[Kayıtlı veri kümesi öğeleri]
##############################
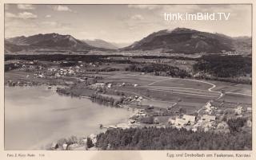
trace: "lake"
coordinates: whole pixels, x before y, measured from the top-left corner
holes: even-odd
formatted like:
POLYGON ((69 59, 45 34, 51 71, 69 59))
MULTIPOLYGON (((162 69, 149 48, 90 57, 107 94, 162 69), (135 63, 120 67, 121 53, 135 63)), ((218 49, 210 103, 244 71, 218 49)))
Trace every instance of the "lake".
POLYGON ((99 133, 99 124, 126 123, 130 111, 46 87, 5 87, 5 150, 44 150, 71 135, 99 133))

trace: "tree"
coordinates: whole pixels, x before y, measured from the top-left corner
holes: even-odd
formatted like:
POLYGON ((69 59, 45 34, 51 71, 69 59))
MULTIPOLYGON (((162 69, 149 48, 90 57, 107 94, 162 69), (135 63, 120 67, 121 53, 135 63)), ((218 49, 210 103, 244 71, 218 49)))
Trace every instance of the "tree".
POLYGON ((91 148, 94 146, 93 143, 93 141, 91 140, 91 139, 90 137, 87 137, 86 145, 87 145, 88 148, 91 148))

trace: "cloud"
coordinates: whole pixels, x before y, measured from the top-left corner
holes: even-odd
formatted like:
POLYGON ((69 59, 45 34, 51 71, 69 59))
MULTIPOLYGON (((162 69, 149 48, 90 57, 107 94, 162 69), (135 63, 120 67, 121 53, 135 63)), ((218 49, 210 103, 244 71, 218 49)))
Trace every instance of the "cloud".
POLYGON ((6 16, 6 18, 17 18, 17 15, 12 14, 12 13, 10 13, 10 12, 6 12, 5 16, 6 16))
POLYGON ((34 19, 37 18, 38 16, 30 13, 30 12, 22 12, 18 14, 19 18, 22 19, 34 19))
POLYGON ((36 14, 34 14, 30 12, 22 12, 22 13, 18 13, 18 14, 7 12, 6 14, 6 17, 11 18, 21 18, 21 19, 34 19, 38 18, 36 14))
POLYGON ((68 6, 60 5, 54 6, 54 10, 57 11, 72 12, 72 10, 68 6))
POLYGON ((142 16, 141 14, 135 14, 135 15, 133 15, 130 19, 132 20, 143 20, 144 18, 143 16, 142 16))
POLYGON ((47 15, 46 15, 46 18, 51 18, 51 15, 47 14, 47 15))
POLYGON ((17 5, 17 8, 20 10, 34 10, 35 9, 35 7, 32 5, 24 5, 24 4, 17 5))
POLYGON ((129 8, 146 9, 150 10, 161 8, 161 5, 128 5, 129 8))

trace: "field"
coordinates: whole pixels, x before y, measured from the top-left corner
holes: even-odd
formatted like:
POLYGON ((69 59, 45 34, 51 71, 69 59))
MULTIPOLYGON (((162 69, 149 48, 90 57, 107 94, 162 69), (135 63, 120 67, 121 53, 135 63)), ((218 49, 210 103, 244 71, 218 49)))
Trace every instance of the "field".
MULTIPOLYGON (((88 84, 95 82, 111 84, 112 86, 106 88, 104 94, 118 96, 121 95, 142 96, 143 100, 139 103, 139 106, 153 106, 164 109, 171 107, 174 111, 183 108, 188 114, 199 111, 210 100, 231 102, 234 107, 238 104, 251 105, 251 85, 250 84, 155 76, 154 72, 130 72, 126 71, 129 64, 111 62, 113 58, 120 60, 123 57, 120 57, 120 60, 118 59, 118 57, 102 57, 102 58, 108 61, 98 63, 92 58, 92 62, 88 60, 88 62, 74 64, 76 67, 79 65, 78 68, 78 68, 78 71, 75 75, 62 77, 53 77, 56 72, 51 72, 49 68, 70 69, 70 66, 62 66, 62 61, 50 61, 48 59, 38 60, 37 64, 34 64, 33 69, 21 68, 6 72, 5 83, 9 80, 48 85, 66 85, 66 82, 72 82, 75 86, 70 88, 67 92, 86 96, 94 92, 86 89, 88 84), (37 67, 39 65, 45 68, 38 70, 37 67), (35 72, 44 72, 46 76, 50 75, 50 76, 34 77, 33 75, 35 72), (81 78, 85 77, 87 78, 87 84, 79 82, 81 78)), ((135 60, 133 60, 136 61, 135 60)), ((18 61, 9 60, 6 61, 6 64, 18 63, 18 61)), ((20 60, 19 62, 27 64, 29 61, 20 60)), ((72 68, 75 70, 74 66, 72 68)), ((133 103, 133 104, 138 105, 138 103, 133 103)))
POLYGON ((238 104, 251 105, 250 85, 236 84, 226 82, 212 82, 155 76, 138 72, 112 72, 104 80, 105 82, 126 83, 123 87, 113 88, 130 95, 142 96, 147 100, 142 101, 140 105, 152 105, 156 107, 178 111, 185 108, 187 113, 194 113, 202 108, 210 100, 222 100, 238 104), (133 84, 138 84, 134 87, 133 84), (221 95, 222 89, 226 88, 226 93, 221 95), (233 89, 233 88, 236 88, 233 89), (230 92, 230 93, 229 93, 230 92), (133 94, 132 94, 133 93, 133 94))

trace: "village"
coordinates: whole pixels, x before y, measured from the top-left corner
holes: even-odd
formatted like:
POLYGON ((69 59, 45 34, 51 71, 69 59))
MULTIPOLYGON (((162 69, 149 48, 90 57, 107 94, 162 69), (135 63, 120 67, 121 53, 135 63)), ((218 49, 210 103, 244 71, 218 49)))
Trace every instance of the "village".
MULTIPOLYGON (((195 106, 190 108, 183 107, 182 96, 179 96, 174 101, 168 101, 173 95, 168 97, 165 91, 154 93, 149 92, 149 89, 146 90, 145 88, 150 86, 145 82, 146 80, 126 80, 128 78, 125 76, 120 79, 115 77, 125 68, 116 70, 110 64, 15 60, 9 60, 6 65, 9 66, 6 69, 10 71, 6 73, 5 78, 5 84, 8 86, 42 85, 59 94, 90 98, 93 102, 106 106, 132 111, 126 123, 109 126, 99 124, 102 132, 113 129, 154 127, 226 134, 230 132, 228 120, 234 118, 246 119, 246 125, 243 128, 251 131, 250 104, 230 103, 210 98, 202 103, 193 104, 195 106), (114 78, 110 78, 112 76, 114 78), (158 100, 154 97, 162 97, 162 95, 166 98, 158 100)), ((157 78, 150 73, 140 72, 138 75, 140 78, 157 78)), ((184 94, 187 95, 186 92, 184 94)), ((193 96, 196 95, 194 92, 189 94, 193 96)), ((91 134, 82 140, 77 139, 74 141, 54 142, 50 150, 97 150, 94 146, 96 142, 97 135, 91 134)))

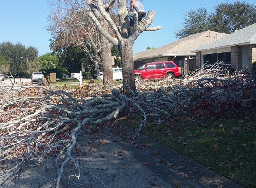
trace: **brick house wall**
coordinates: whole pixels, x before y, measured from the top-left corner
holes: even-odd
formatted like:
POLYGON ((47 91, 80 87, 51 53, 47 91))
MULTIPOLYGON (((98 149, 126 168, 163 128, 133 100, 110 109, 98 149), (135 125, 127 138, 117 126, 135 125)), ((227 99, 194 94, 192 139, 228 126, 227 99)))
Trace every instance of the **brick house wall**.
POLYGON ((231 47, 231 68, 238 70, 242 69, 242 47, 239 46, 231 47))
POLYGON ((252 65, 252 63, 256 61, 256 44, 251 44, 249 45, 249 66, 252 65))

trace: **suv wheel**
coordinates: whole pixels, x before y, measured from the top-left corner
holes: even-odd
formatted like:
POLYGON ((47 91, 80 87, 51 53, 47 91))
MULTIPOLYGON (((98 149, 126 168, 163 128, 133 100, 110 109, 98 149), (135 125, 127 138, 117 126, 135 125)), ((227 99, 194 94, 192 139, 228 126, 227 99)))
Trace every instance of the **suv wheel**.
POLYGON ((135 76, 135 82, 136 83, 139 83, 141 82, 141 77, 140 76, 135 76))
POLYGON ((172 73, 167 73, 166 74, 166 78, 171 79, 174 78, 174 75, 172 73))

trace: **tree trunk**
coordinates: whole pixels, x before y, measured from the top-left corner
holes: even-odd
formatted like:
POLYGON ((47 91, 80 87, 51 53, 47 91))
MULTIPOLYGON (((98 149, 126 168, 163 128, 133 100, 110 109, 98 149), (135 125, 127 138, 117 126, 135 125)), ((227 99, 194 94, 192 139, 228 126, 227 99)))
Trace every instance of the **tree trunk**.
MULTIPOLYGON (((107 22, 104 19, 101 20, 102 27, 105 30, 108 30, 108 25, 107 22)), ((102 71, 103 72, 103 87, 108 89, 109 88, 109 85, 113 84, 112 62, 111 62, 111 48, 113 45, 110 43, 102 34, 100 34, 100 37, 101 48, 102 71)))
MULTIPOLYGON (((120 45, 118 46, 122 62, 123 85, 124 86, 129 86, 132 91, 136 91, 133 56, 133 43, 129 44, 127 39, 124 39, 124 44, 123 46, 120 45)), ((124 94, 130 96, 131 94, 129 88, 125 87, 124 94)))

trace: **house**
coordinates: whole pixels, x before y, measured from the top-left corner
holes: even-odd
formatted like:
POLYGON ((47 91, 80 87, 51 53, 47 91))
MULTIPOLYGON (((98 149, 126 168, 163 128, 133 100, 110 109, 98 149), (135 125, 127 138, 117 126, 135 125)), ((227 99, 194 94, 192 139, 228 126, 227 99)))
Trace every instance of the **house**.
POLYGON ((159 48, 138 52, 133 56, 135 69, 148 62, 173 61, 183 74, 196 65, 196 53, 191 51, 227 36, 227 34, 207 31, 191 35, 159 48))
POLYGON ((238 70, 251 66, 256 61, 256 23, 195 49, 196 68, 217 61, 238 70))

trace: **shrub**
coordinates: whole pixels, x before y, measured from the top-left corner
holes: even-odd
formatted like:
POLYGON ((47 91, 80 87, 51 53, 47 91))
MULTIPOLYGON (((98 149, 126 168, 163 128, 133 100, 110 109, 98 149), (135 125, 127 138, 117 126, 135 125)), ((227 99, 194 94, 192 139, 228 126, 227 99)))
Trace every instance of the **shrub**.
POLYGON ((56 77, 57 78, 61 79, 63 77, 63 73, 67 72, 66 69, 56 67, 55 68, 42 68, 39 69, 40 71, 43 73, 44 76, 47 76, 50 73, 56 73, 56 77))
POLYGON ((85 72, 84 73, 84 78, 88 78, 89 76, 91 75, 91 73, 90 72, 85 72))

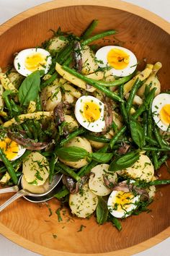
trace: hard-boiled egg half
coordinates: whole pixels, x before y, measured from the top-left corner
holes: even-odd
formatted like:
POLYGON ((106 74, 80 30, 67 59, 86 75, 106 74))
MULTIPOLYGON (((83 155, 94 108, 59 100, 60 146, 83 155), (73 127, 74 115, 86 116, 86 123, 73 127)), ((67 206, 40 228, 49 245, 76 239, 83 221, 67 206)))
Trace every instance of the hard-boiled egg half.
POLYGON ((25 148, 5 136, 0 137, 0 148, 10 161, 20 158, 25 151, 25 148))
POLYGON ((170 125, 170 94, 158 94, 152 103, 153 118, 157 126, 167 131, 170 125))
POLYGON ((140 195, 135 196, 131 192, 113 190, 107 201, 107 207, 114 217, 125 218, 136 208, 139 200, 140 195))
POLYGON ((24 77, 36 70, 43 70, 46 74, 51 63, 52 59, 49 52, 41 48, 21 51, 14 61, 15 69, 24 77))
POLYGON ((75 106, 75 116, 79 124, 86 129, 100 132, 105 127, 104 104, 93 96, 82 96, 75 106))
POLYGON ((131 51, 116 46, 101 48, 96 53, 96 59, 100 67, 112 67, 112 74, 117 77, 126 77, 133 73, 138 64, 131 51))

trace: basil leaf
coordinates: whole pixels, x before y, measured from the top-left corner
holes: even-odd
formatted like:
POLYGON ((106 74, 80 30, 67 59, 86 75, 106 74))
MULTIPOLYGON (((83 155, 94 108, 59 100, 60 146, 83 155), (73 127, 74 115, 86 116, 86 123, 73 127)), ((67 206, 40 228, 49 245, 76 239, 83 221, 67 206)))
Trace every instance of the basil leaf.
POLYGON ((109 165, 109 171, 116 171, 132 166, 139 159, 138 153, 127 153, 115 158, 109 165))
POLYGON ((112 159, 113 154, 112 153, 91 153, 89 156, 97 162, 107 163, 112 159))
POLYGON ((56 150, 56 154, 63 160, 74 162, 86 158, 89 153, 84 148, 73 146, 59 148, 56 150))
POLYGON ((145 145, 145 135, 141 125, 138 121, 131 119, 130 121, 130 128, 134 142, 139 148, 143 147, 145 145))
POLYGON ((97 222, 102 225, 107 220, 108 216, 108 208, 107 202, 103 200, 102 197, 99 197, 99 202, 96 209, 97 213, 97 222))
POLYGON ((22 106, 28 106, 30 101, 36 101, 40 89, 40 75, 38 70, 27 76, 21 84, 18 97, 22 106))

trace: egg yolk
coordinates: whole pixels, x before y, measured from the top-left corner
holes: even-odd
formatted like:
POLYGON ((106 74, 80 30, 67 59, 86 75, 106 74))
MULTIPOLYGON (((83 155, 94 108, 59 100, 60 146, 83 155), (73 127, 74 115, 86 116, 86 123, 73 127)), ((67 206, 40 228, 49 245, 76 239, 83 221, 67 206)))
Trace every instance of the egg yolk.
POLYGON ((170 104, 166 104, 161 108, 160 113, 160 119, 167 125, 170 124, 170 104))
POLYGON ((18 144, 8 137, 0 141, 0 148, 9 160, 12 160, 18 154, 18 144))
POLYGON ((26 69, 31 72, 44 68, 44 65, 47 63, 46 56, 40 53, 29 55, 24 61, 26 69))
POLYGON ((94 102, 86 102, 84 106, 83 115, 84 118, 89 122, 94 122, 100 117, 100 111, 99 106, 94 102))
POLYGON ((127 210, 131 202, 131 200, 133 197, 134 195, 131 192, 120 191, 117 194, 114 200, 114 210, 117 210, 118 211, 122 210, 123 209, 127 210))
POLYGON ((107 61, 109 66, 115 69, 126 68, 130 62, 130 56, 122 50, 111 49, 107 54, 107 61))

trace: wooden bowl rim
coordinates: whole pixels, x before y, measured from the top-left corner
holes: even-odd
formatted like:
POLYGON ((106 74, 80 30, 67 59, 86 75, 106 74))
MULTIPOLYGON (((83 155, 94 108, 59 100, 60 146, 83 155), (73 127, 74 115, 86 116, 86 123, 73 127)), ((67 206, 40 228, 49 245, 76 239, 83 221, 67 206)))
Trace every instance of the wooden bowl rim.
MULTIPOLYGON (((122 11, 125 11, 130 12, 133 14, 139 16, 148 21, 153 23, 155 25, 161 28, 163 30, 166 32, 170 35, 170 23, 158 16, 157 14, 151 12, 142 7, 138 7, 133 4, 125 2, 120 0, 84 0, 79 1, 76 0, 62 0, 58 1, 58 0, 54 0, 45 3, 31 9, 27 9, 25 12, 23 12, 18 15, 12 17, 9 20, 6 21, 5 23, 0 26, 0 35, 6 32, 9 29, 12 28, 14 25, 19 23, 20 22, 31 17, 32 16, 36 15, 39 13, 49 11, 54 9, 58 9, 61 7, 71 7, 71 6, 80 6, 80 5, 91 5, 91 6, 99 6, 104 7, 111 7, 117 9, 122 11)), ((76 256, 80 255, 81 256, 96 256, 97 254, 91 253, 71 253, 67 252, 58 251, 53 249, 49 249, 37 244, 27 240, 26 239, 20 236, 17 234, 11 231, 9 228, 0 223, 0 229, 1 234, 5 236, 6 238, 11 241, 17 243, 17 244, 24 247, 32 252, 40 253, 43 255, 50 256, 76 256)), ((170 236, 170 227, 166 229, 164 231, 158 234, 156 236, 146 240, 140 244, 135 244, 133 247, 128 247, 120 250, 116 250, 114 252, 108 252, 104 253, 97 253, 99 256, 116 256, 119 255, 120 256, 124 256, 125 255, 131 255, 135 253, 140 252, 146 249, 150 248, 156 245, 158 243, 160 243, 161 241, 168 238, 170 236)))

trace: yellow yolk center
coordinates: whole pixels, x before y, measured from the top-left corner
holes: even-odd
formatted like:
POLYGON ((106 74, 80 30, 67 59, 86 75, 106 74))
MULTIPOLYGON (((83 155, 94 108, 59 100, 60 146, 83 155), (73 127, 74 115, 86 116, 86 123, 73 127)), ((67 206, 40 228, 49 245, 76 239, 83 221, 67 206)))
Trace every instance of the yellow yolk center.
POLYGON ((12 160, 18 154, 18 144, 8 137, 0 141, 0 148, 9 160, 12 160))
POLYGON ((134 197, 134 195, 131 192, 125 192, 120 191, 116 195, 116 200, 114 202, 114 208, 117 210, 122 210, 129 207, 131 200, 134 197), (123 209, 122 209, 123 208, 123 209))
POLYGON ((46 56, 40 53, 29 55, 24 61, 26 69, 31 72, 42 69, 46 64, 46 56))
POLYGON ((100 108, 94 102, 86 102, 84 106, 83 115, 89 122, 94 122, 100 117, 100 108))
POLYGON ((130 61, 130 56, 122 50, 111 49, 107 54, 107 61, 109 66, 115 69, 123 69, 126 68, 130 61))
POLYGON ((170 124, 170 104, 166 104, 161 108, 160 113, 160 119, 161 121, 167 125, 170 124))

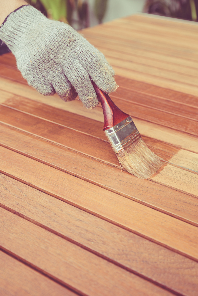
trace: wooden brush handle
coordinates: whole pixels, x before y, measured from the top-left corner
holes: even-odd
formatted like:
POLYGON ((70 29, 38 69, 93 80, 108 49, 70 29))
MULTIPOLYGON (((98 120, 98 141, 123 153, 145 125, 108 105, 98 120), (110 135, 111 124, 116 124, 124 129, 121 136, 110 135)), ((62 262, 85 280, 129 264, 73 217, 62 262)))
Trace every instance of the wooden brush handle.
POLYGON ((113 127, 129 117, 129 114, 121 110, 108 94, 100 89, 92 80, 91 82, 102 107, 104 115, 103 131, 113 127))

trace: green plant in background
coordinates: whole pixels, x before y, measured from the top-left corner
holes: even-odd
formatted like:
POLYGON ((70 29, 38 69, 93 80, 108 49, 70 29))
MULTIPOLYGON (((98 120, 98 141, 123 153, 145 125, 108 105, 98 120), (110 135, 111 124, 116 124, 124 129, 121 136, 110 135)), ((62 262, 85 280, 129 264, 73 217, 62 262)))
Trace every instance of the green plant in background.
POLYGON ((107 0, 95 0, 95 12, 99 23, 102 22, 107 9, 107 0))
MULTIPOLYGON (((108 0, 95 0, 96 15, 100 23, 106 12, 108 0)), ((88 0, 26 0, 49 18, 74 24, 78 29, 89 27, 88 0), (73 18, 73 12, 77 12, 78 20, 73 18)))
POLYGON ((147 0, 143 12, 196 21, 198 5, 196 0, 147 0))
POLYGON ((47 10, 40 0, 25 0, 27 3, 40 10, 46 16, 47 15, 47 10))
POLYGON ((46 9, 49 18, 66 22, 67 7, 65 0, 40 0, 46 9))

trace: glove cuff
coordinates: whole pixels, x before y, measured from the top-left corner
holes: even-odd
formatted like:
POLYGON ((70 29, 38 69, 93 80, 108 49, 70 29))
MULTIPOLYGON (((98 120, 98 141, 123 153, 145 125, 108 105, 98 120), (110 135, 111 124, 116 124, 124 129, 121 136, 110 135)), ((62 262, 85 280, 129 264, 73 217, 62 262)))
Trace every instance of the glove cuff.
POLYGON ((15 51, 25 43, 26 37, 30 40, 31 32, 36 33, 35 25, 36 27, 41 26, 47 20, 41 12, 31 5, 23 5, 5 19, 0 27, 0 39, 14 54, 15 51))

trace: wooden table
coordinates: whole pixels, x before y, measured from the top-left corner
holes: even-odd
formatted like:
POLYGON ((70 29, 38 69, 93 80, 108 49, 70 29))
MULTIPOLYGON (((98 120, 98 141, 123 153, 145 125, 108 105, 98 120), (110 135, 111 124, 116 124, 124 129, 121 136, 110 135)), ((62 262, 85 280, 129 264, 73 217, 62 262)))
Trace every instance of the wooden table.
POLYGON ((197 296, 198 26, 144 15, 82 32, 111 96, 165 160, 122 172, 99 106, 29 86, 0 57, 0 295, 197 296))

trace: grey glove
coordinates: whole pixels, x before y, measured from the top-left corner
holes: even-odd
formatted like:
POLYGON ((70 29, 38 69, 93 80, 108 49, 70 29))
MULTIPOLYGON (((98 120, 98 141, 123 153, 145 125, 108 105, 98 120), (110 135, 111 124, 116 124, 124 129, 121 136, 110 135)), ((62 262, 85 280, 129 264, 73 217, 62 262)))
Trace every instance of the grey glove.
POLYGON ((99 103, 90 78, 109 94, 117 86, 104 56, 70 26, 49 20, 30 5, 10 14, 0 39, 15 56, 30 85, 45 95, 56 92, 65 101, 77 93, 88 109, 99 103))

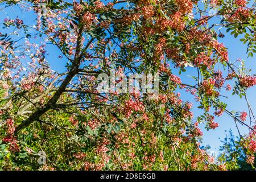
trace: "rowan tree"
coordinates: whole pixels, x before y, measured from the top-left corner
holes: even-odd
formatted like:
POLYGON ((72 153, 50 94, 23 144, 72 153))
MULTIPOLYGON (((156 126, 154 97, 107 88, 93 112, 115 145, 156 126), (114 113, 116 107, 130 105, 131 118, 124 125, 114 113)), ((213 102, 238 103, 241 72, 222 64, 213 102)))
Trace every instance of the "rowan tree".
POLYGON ((214 129, 224 113, 247 127, 240 142, 255 167, 255 120, 246 90, 256 77, 243 61, 229 60, 218 41, 225 34, 242 36, 253 56, 255 3, 0 2, 1 11, 15 12, 0 19, 0 169, 225 169, 225 160, 214 162, 201 147, 198 126, 214 129), (65 70, 53 71, 52 60, 65 70), (189 69, 197 73, 192 83, 180 78, 189 69), (158 74, 159 95, 98 92, 98 75, 113 72, 115 84, 131 73, 158 74), (193 115, 180 90, 203 115, 193 115), (224 90, 245 98, 249 113, 230 111, 224 90), (38 163, 41 151, 44 165, 38 163))

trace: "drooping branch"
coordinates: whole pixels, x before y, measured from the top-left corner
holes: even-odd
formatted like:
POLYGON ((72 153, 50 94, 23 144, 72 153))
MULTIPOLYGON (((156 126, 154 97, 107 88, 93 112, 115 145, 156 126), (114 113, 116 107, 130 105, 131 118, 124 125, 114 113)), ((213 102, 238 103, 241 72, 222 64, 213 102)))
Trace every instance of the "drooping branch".
MULTIPOLYGON (((49 101, 42 108, 38 109, 35 111, 28 119, 24 121, 21 124, 18 125, 16 129, 15 134, 18 134, 21 130, 28 126, 34 122, 38 120, 40 117, 44 114, 48 110, 51 109, 53 105, 55 105, 59 98, 60 97, 62 93, 64 92, 67 86, 72 81, 72 78, 79 73, 79 66, 81 64, 81 61, 82 58, 82 53, 81 53, 81 48, 82 46, 82 38, 83 27, 81 26, 79 28, 77 40, 77 46, 76 48, 76 53, 75 55, 74 61, 72 62, 71 68, 67 76, 60 85, 59 89, 55 93, 49 101)), ((93 42, 92 38, 85 47, 85 50, 93 42)))

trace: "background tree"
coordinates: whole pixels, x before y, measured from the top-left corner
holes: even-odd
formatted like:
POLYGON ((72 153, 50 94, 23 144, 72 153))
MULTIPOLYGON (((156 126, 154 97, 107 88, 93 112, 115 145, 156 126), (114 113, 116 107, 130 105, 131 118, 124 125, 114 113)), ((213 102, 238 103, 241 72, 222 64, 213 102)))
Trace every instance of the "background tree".
MULTIPOLYGON (((1 36, 1 152, 4 169, 225 169, 200 147, 203 134, 224 112, 246 126, 247 162, 255 151, 255 118, 246 89, 256 84, 242 62, 229 60, 217 39, 222 27, 255 51, 255 4, 246 1, 1 1, 2 10, 19 10, 35 20, 6 17, 1 36), (209 14, 207 10, 216 13, 209 14), (32 17, 32 16, 31 16, 32 17), (217 18, 219 23, 208 22, 217 18), (55 46, 61 54, 50 55, 55 46), (50 56, 66 63, 51 69, 50 56), (57 59, 57 57, 55 57, 57 59), (242 67, 238 65, 242 64, 242 67), (175 75, 193 68, 192 84, 175 75), (129 73, 159 74, 155 100, 135 88, 130 93, 98 92, 97 76, 115 72, 115 84, 129 73), (247 114, 232 112, 222 90, 248 102, 247 114), (185 89, 200 104, 179 93, 185 89), (211 114, 210 109, 215 112, 211 114), (37 163, 39 151, 47 163, 37 163)), ((239 131, 238 126, 237 128, 239 131)))

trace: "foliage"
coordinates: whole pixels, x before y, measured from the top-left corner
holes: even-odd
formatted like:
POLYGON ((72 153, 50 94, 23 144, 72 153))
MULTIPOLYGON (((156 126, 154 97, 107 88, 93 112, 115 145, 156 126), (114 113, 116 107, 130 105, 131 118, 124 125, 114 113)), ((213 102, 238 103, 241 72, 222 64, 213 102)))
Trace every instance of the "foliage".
##############################
# Yönerge ve koşullar
"trace: **house**" içeren satırla başlayıp "POLYGON ((85 72, 84" içeren satırla biten bölümdeki satırları, "shrub" ifadesini "bush" ile değiştirerek güncelle. Başka hiçbir şeyi değiştirmeden yalnızca bu satırları yeniden yaz.

# Yazılı çözüm
trace: **house**
coordinates: whole pixels, x before y, measured from the top-left corner
holes: even-odd
formatted like:
POLYGON ((47 91, 80 87, 51 53, 47 91))
MULTIPOLYGON (((98 149, 126 168, 163 128, 133 100, 110 109, 98 149), (135 125, 127 138, 117 126, 135 125)), ((227 99, 194 94, 192 139, 228 126, 227 99)))
Trace every instance of the **house**.
POLYGON ((159 48, 138 52, 133 56, 135 69, 148 62, 173 61, 183 74, 196 65, 196 53, 191 51, 227 36, 227 34, 207 31, 191 35, 159 48))
POLYGON ((238 70, 251 66, 256 61, 256 23, 195 49, 196 68, 217 61, 238 70))

trace: **bush**
coordinates: whole pixels, x before y, measured from the top-left corner
holes: even-odd
formatted like:
POLYGON ((47 91, 80 87, 51 53, 47 91))
MULTIPOLYGON (((98 149, 126 168, 163 128, 133 100, 110 109, 98 149), (135 125, 127 138, 117 126, 135 125)), ((227 99, 194 94, 192 139, 228 126, 227 99)))
Trace every instance of the **bush**.
POLYGON ((56 77, 57 78, 61 79, 63 77, 63 73, 67 72, 66 69, 56 67, 55 68, 42 68, 39 69, 40 71, 43 73, 44 76, 47 76, 50 73, 56 73, 56 77))
POLYGON ((85 72, 84 73, 84 78, 88 78, 89 76, 91 75, 91 73, 90 72, 85 72))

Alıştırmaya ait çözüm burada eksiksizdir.